- **Records shown**:

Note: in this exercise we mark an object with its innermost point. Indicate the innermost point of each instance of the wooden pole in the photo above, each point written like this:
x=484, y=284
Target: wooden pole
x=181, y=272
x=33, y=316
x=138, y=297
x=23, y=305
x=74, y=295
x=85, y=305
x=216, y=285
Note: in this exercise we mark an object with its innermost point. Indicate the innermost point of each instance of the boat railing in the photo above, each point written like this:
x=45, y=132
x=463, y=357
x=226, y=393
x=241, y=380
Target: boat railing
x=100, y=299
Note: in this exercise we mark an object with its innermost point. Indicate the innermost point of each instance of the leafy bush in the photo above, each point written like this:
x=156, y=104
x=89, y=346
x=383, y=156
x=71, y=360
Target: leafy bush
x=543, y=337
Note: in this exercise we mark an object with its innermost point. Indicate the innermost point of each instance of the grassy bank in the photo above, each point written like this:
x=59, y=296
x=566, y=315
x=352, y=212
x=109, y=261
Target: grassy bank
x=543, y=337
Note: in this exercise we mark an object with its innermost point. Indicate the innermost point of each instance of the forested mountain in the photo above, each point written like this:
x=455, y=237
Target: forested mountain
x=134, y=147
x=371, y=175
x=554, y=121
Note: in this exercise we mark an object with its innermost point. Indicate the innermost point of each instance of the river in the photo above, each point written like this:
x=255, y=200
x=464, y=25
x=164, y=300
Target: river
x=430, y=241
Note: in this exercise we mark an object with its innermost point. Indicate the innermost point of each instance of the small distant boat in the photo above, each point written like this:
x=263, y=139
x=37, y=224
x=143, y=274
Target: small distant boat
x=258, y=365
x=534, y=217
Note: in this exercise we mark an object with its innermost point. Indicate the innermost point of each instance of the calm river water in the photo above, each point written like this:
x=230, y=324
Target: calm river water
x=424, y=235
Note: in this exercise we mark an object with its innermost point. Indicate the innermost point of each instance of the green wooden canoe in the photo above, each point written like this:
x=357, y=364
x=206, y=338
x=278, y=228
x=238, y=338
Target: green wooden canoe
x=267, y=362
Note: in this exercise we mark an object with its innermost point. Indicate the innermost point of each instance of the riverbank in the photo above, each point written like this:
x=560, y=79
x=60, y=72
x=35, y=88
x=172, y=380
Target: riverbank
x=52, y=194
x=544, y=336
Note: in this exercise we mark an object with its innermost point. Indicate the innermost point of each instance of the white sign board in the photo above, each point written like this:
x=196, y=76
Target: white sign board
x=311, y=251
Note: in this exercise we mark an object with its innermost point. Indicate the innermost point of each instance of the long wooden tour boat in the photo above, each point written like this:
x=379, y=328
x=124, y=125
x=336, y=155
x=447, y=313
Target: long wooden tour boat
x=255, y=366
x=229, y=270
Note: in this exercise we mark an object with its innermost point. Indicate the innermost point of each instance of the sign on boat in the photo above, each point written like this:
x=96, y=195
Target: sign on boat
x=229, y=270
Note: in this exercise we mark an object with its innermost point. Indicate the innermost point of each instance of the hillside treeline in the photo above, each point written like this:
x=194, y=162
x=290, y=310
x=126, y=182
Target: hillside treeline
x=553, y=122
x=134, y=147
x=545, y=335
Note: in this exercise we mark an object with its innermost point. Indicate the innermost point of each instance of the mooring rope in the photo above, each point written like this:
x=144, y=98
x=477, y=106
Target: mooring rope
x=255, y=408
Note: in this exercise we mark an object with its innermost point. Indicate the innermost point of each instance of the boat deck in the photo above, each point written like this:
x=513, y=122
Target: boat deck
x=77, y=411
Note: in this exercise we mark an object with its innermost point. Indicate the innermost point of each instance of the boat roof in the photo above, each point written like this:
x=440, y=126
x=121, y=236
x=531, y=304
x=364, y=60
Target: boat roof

- **Task**: Copy out all of the items above, line by line, with no change to any character.

- **Expected answer**:
Note: in this exercise we mark an object with its innermost point. Indicate the innermost point of each instance of the wooden pole in the photo above, each point written like this:
x=484, y=284
Target: wooden pole
x=181, y=272
x=33, y=316
x=138, y=297
x=23, y=305
x=74, y=295
x=85, y=305
x=216, y=285
Note: in this exercise we mark an object with its innermost point. Indicate the innermost point of each instance of the boat railing in the photo above, each point written like this:
x=45, y=132
x=463, y=357
x=226, y=393
x=241, y=380
Target: boat railing
x=100, y=299
Note: in this exercise we mark an object with its innermost point. Indicate the innermost point of each instance of the leafy bush in the photo above, each point written like this:
x=156, y=104
x=89, y=346
x=383, y=156
x=71, y=360
Target: leafy bush
x=543, y=337
Note: in this exercise we mark an object with its innermost point. Indicate the innermost point of each instance of the grassy bank in the photo above, each point written like this:
x=59, y=296
x=566, y=315
x=352, y=212
x=109, y=261
Target: grassy bank
x=543, y=337
Note: in this exercise we mark an object with its innermost point. Indicate the innermost point of each instance of the forested mountain in the photo above, each point written like this:
x=455, y=237
Target: forested mountain
x=134, y=147
x=371, y=175
x=554, y=121
Note: in this exercise we mark an object with its innermost point. Indicate the innermost point of each instance of the river in the photo above, each point written like this:
x=255, y=200
x=464, y=25
x=164, y=300
Target: river
x=430, y=241
Note: in this exercise we mark an object with its innermost point. Indicate the innermost point of each instance of the small distant boat in the photo above, each point written like this:
x=263, y=139
x=37, y=224
x=143, y=274
Target: small distant boat
x=258, y=365
x=534, y=217
Note: in this exercise we mark an object with its innermost point. Indicate the innermost point of each instance of the calm river water in the photo above, each point written like this:
x=230, y=324
Target: calm river water
x=424, y=235
Note: in this exercise we mark an object with its innermost point. Indicate the innermost point of each instance of the green wooden canoe in the photo above, each point written like this:
x=357, y=364
x=206, y=338
x=278, y=228
x=238, y=338
Target: green wooden canoe
x=267, y=362
Note: in this exercise we mark an object with its innermost point. Indicate the innermost point of each instance of the riverbank in the photo above, each point written like this:
x=560, y=79
x=60, y=72
x=35, y=88
x=172, y=380
Target: riverbank
x=52, y=194
x=544, y=336
Note: in this exercise we mark an object with its innermost point. Indicate the innermost point of each instance of the white sign board in the photo above, each point written like this:
x=196, y=76
Target: white sign board
x=311, y=251
Note: in this exercise we mark an object with its innermost point. Indicate the innermost point of each instance of the long wooden tour boat in the photo above, each point written like this:
x=379, y=328
x=124, y=125
x=336, y=155
x=447, y=313
Target: long wooden tour boat
x=255, y=366
x=229, y=270
Note: in this exercise we mark an object with its innermost point. Indicate the innermost point of each instance of the sign on boat in the photo above, each point written like this:
x=96, y=195
Target: sign on boat
x=229, y=270
Note: in this exercise we mark an object with its innermost point. Indicate the innermost point of each instance of the hillside treeline in the photo above, each point written like this:
x=194, y=162
x=290, y=310
x=126, y=182
Target: hillside treeline
x=553, y=122
x=134, y=147
x=545, y=335
Note: in this exercise we mark an object with its innermost point. Indicate the innermost point of each instance of the mooring rope in the photo above, each point written like this:
x=144, y=98
x=477, y=106
Target: mooring rope
x=255, y=408
Note: in this exercise we mark an object with its innermost point. Indicate the innermost point of each instance of the boat deck in the photo above, each point written like this:
x=513, y=122
Target: boat deck
x=77, y=411
Note: in this exercise we mark an object with its innermost point. Indicate the innermost point of each instance of the boat roof in the photo above, each point written like this:
x=440, y=126
x=121, y=236
x=531, y=304
x=364, y=60
Target: boat roof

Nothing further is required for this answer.